- [Exercise details]: From the data that follows, print exactly the lines starting at the one containing "the bird's wing" and ending at the one containing "column 617, row 195"; include both of them and nothing more.

- [Material for this task]:
======

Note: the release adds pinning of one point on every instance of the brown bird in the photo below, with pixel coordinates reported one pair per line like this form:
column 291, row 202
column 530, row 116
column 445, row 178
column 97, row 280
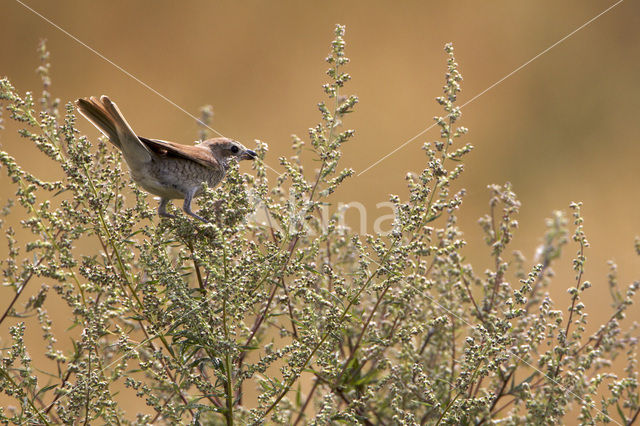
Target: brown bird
column 167, row 169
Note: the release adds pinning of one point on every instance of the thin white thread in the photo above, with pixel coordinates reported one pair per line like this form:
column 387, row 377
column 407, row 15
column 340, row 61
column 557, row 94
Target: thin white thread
column 494, row 85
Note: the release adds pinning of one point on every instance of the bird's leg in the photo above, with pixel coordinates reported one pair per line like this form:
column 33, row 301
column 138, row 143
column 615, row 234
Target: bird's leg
column 187, row 205
column 162, row 208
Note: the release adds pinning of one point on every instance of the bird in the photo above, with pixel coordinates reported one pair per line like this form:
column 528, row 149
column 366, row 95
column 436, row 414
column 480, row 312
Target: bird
column 167, row 169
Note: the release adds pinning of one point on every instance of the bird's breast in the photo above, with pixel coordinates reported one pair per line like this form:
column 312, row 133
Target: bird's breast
column 174, row 177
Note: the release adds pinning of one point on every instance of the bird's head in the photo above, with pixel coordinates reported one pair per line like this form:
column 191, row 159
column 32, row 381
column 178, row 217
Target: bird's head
column 225, row 149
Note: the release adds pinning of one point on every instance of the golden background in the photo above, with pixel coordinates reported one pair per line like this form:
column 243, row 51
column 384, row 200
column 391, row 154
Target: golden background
column 562, row 128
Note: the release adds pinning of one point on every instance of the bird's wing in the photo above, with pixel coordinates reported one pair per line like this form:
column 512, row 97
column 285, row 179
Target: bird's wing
column 199, row 154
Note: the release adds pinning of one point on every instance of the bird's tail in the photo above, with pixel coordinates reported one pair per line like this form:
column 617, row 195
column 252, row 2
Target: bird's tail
column 107, row 118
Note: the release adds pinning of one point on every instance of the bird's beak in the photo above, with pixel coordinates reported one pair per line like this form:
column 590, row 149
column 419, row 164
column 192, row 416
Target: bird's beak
column 248, row 155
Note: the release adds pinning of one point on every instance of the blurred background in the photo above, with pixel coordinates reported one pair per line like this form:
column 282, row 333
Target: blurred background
column 563, row 128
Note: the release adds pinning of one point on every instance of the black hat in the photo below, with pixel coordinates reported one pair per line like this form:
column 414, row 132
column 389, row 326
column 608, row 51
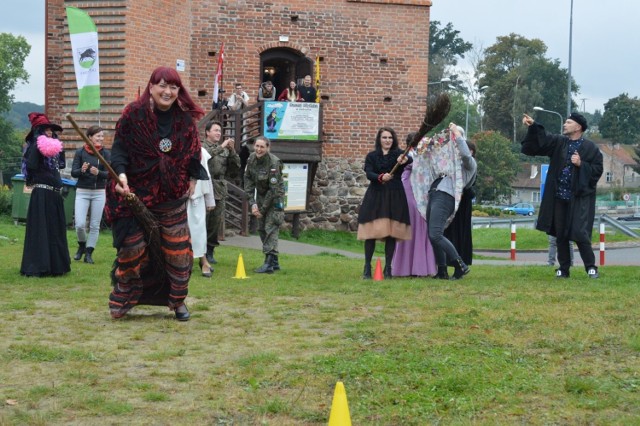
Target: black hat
column 579, row 118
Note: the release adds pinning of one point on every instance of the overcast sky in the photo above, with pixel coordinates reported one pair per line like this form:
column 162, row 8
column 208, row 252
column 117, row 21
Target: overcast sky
column 605, row 62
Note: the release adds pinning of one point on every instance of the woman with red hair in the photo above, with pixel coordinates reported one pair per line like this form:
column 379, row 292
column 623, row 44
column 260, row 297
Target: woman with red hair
column 156, row 154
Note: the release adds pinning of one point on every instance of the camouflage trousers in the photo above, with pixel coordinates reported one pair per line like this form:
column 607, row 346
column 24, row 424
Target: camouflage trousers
column 268, row 229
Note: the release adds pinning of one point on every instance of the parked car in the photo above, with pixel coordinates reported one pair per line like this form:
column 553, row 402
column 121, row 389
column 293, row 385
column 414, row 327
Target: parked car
column 524, row 209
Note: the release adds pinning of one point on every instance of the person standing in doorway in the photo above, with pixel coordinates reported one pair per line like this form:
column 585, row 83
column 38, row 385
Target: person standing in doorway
column 307, row 91
column 224, row 164
column 568, row 206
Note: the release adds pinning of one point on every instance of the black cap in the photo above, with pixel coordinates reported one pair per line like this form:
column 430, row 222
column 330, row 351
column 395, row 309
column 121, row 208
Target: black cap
column 579, row 118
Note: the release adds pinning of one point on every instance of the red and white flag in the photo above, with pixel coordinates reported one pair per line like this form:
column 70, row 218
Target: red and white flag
column 218, row 81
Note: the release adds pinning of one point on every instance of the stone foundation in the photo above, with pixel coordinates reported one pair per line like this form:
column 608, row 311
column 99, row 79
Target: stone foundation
column 335, row 198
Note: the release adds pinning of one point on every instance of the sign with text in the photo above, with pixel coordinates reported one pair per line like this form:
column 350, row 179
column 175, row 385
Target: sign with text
column 295, row 177
column 291, row 120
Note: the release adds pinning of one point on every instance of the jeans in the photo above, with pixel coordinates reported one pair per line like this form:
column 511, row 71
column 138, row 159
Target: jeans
column 89, row 201
column 441, row 206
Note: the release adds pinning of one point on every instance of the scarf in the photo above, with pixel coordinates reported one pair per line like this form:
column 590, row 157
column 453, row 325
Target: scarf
column 436, row 156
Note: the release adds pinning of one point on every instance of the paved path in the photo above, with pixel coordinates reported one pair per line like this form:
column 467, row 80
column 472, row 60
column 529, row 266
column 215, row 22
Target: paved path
column 627, row 254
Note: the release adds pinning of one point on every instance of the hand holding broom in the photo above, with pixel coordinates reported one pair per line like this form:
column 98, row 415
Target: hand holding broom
column 436, row 112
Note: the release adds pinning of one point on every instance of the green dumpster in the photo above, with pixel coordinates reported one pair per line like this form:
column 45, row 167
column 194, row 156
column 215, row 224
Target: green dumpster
column 22, row 195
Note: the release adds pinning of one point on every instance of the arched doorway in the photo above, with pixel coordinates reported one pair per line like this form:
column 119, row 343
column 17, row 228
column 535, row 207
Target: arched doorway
column 282, row 65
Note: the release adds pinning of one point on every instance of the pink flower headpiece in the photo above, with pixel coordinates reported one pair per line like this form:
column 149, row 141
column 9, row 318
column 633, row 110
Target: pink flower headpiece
column 49, row 147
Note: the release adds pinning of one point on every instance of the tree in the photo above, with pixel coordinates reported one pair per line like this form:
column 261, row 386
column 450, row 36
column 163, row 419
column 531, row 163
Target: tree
column 13, row 52
column 520, row 77
column 445, row 46
column 497, row 166
column 621, row 120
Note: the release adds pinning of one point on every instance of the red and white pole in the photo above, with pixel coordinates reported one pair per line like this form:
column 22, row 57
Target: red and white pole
column 513, row 241
column 602, row 244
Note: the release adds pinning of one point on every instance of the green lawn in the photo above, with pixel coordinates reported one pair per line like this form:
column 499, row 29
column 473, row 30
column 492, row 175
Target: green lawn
column 505, row 345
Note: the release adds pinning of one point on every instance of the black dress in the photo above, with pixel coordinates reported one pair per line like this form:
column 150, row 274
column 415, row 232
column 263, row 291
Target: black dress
column 384, row 211
column 46, row 251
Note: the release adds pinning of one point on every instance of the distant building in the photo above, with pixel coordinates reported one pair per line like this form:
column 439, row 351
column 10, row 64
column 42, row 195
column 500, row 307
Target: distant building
column 618, row 161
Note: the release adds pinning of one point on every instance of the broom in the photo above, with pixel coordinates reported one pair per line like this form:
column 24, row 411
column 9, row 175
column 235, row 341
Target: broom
column 146, row 219
column 436, row 112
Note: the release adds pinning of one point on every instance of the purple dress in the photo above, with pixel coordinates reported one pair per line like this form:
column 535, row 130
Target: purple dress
column 414, row 257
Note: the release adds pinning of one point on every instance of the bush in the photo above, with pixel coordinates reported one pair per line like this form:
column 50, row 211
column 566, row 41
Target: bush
column 5, row 200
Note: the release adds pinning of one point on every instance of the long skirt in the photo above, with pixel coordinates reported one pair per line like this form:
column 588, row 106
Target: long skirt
column 136, row 280
column 414, row 257
column 46, row 251
column 384, row 213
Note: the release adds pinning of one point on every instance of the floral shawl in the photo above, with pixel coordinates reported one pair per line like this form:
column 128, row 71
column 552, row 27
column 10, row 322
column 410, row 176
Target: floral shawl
column 435, row 156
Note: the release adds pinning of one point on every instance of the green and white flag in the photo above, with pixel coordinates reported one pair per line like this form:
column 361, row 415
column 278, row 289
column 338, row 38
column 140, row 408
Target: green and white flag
column 84, row 45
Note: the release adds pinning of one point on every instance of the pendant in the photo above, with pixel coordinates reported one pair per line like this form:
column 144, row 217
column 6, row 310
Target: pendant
column 165, row 145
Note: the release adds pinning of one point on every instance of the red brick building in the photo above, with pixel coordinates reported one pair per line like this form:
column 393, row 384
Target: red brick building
column 373, row 58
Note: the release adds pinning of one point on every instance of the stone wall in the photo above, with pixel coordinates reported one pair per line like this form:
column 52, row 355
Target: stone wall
column 335, row 197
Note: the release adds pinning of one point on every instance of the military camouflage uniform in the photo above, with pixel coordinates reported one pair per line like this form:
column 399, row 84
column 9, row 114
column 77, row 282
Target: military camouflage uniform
column 264, row 187
column 223, row 164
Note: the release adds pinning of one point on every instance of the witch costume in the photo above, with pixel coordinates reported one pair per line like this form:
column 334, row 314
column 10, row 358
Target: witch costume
column 46, row 251
column 159, row 151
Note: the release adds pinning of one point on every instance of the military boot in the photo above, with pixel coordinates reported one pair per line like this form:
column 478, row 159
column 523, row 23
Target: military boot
column 266, row 267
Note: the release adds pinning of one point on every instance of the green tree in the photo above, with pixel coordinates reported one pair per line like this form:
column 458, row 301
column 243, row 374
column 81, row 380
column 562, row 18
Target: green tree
column 520, row 77
column 13, row 52
column 497, row 167
column 621, row 120
column 445, row 47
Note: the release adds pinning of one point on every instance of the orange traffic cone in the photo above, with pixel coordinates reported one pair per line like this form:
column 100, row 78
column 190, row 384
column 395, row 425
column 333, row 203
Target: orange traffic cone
column 377, row 275
column 240, row 273
column 339, row 408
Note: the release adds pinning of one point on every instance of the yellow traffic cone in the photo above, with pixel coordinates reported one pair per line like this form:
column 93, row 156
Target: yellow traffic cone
column 339, row 408
column 240, row 273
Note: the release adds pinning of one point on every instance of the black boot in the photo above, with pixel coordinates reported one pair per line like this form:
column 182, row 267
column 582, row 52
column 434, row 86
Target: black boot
column 210, row 258
column 274, row 263
column 266, row 267
column 366, row 274
column 80, row 252
column 387, row 271
column 461, row 269
column 442, row 274
column 87, row 255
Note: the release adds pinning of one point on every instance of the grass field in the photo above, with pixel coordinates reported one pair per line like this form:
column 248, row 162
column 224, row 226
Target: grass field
column 505, row 345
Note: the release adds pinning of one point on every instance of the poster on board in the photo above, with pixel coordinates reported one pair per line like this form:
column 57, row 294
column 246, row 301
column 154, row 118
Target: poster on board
column 295, row 177
column 291, row 120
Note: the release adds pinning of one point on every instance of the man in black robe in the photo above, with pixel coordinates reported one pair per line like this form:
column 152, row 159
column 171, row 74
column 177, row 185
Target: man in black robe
column 567, row 210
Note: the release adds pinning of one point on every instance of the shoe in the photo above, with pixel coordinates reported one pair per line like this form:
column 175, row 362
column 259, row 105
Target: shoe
column 182, row 313
column 461, row 269
column 442, row 274
column 274, row 263
column 366, row 274
column 266, row 267
column 209, row 255
column 80, row 252
column 87, row 255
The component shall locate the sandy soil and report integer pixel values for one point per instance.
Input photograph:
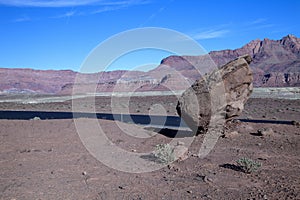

======

- [Response to the exercise]:
Note: the release adds pinning of one point on every instance of the bird's wing in the photo above, with pixel coordinates reported one pair per line like this form:
column 512, row 97
column 285, row 179
Target: bird's wing
column 199, row 154
Note: the release adds pinning of one point on every instance of the bird's tail in the photo above, with pixel coordinates reported one pair per line like this form:
column 617, row 195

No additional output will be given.